TASK BRIEF: Collect every line of the listing that contains the string "building", and copy each one in full.

======== SUPPLIED ENTRIES

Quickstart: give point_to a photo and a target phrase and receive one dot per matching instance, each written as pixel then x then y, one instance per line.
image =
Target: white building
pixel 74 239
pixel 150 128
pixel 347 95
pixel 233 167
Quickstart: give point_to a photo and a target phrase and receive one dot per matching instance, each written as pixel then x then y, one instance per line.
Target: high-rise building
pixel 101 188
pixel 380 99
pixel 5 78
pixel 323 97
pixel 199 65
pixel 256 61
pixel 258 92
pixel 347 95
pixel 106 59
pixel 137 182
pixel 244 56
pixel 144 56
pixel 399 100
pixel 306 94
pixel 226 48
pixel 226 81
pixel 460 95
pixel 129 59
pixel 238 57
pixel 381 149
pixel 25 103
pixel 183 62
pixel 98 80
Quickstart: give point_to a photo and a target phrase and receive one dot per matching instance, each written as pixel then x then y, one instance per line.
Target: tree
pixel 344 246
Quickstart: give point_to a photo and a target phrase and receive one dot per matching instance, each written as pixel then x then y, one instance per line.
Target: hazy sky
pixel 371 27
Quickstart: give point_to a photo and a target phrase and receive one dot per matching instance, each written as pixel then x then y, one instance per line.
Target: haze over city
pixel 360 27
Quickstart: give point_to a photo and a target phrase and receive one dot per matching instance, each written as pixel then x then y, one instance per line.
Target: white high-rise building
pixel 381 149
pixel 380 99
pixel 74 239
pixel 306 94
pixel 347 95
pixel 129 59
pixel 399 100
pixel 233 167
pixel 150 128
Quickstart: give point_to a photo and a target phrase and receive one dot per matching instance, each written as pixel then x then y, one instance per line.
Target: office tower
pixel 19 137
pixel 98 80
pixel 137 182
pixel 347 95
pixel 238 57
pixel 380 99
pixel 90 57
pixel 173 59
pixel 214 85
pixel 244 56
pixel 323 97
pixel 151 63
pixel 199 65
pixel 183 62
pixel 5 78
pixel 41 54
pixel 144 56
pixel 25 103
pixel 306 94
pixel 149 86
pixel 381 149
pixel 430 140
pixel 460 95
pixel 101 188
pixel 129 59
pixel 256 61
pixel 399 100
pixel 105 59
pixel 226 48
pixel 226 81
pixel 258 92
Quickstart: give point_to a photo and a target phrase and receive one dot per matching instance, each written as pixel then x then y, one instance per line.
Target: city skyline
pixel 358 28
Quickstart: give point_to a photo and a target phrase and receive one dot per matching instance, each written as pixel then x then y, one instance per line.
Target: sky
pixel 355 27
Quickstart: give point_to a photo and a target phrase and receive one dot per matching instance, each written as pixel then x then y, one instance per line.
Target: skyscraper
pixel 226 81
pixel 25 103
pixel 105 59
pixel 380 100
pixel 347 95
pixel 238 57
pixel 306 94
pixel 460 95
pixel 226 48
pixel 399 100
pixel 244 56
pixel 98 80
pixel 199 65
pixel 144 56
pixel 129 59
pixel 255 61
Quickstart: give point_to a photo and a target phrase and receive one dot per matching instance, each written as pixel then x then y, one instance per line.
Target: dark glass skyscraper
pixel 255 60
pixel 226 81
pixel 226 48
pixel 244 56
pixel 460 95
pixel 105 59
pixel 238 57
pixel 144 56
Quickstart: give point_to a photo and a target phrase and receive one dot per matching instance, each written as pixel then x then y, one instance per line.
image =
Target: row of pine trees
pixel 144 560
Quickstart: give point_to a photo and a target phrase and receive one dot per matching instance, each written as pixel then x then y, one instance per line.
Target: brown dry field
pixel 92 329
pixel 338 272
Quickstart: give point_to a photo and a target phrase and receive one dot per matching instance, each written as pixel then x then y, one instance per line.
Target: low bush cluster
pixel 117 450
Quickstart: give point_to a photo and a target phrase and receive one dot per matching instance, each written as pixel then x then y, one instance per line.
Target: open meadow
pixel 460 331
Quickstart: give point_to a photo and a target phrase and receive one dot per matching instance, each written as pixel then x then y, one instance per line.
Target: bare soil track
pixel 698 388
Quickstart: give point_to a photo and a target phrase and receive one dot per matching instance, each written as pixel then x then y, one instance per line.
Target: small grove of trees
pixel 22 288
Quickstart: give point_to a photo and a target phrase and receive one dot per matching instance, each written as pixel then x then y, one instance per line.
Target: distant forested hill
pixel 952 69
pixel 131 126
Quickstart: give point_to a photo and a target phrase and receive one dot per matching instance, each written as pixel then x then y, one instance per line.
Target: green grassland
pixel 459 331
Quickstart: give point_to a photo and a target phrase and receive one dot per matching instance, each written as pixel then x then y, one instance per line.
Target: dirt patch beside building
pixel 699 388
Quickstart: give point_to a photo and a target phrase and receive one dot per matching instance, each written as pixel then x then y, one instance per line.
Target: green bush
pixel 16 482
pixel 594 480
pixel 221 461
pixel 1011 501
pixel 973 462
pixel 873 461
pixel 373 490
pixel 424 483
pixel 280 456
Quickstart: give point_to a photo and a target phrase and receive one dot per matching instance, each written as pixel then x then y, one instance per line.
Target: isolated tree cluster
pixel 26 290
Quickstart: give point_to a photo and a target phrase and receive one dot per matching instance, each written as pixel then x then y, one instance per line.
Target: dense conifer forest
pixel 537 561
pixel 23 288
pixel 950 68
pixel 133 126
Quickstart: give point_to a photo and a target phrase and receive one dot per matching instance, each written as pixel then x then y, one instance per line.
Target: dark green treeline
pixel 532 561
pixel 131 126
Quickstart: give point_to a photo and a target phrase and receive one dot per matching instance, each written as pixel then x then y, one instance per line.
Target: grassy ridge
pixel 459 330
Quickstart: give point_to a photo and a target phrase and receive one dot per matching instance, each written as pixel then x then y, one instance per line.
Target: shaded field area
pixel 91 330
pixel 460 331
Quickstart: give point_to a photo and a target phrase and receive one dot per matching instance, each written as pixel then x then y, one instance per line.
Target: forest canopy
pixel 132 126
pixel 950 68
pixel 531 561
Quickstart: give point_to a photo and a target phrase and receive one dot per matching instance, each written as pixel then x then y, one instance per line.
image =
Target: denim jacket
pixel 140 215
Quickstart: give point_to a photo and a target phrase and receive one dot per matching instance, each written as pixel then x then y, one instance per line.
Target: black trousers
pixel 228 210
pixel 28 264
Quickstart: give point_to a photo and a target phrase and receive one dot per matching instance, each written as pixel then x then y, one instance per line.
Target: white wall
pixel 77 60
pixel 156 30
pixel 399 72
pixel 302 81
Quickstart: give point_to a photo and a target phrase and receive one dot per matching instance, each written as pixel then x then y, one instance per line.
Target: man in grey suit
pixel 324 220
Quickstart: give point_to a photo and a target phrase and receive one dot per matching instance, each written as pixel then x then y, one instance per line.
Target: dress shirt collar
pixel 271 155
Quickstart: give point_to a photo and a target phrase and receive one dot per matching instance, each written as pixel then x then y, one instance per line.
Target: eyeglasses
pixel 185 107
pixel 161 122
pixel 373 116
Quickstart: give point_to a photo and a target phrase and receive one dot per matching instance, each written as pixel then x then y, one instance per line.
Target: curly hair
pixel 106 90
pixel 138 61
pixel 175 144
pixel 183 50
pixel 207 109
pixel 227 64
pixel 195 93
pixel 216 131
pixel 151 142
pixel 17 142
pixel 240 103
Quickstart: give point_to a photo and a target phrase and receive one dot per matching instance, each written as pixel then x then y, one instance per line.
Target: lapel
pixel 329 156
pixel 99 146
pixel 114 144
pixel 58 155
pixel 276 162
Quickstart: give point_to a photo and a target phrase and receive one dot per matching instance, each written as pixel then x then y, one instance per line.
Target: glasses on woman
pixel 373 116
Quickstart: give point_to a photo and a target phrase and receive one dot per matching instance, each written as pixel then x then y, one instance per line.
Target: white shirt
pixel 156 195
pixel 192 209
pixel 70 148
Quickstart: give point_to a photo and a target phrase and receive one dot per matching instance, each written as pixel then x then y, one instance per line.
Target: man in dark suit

================

TASK OUTPUT:
Target: white building
Target: high-rise building
Target: white high-rise building
Target: dirt patch beside building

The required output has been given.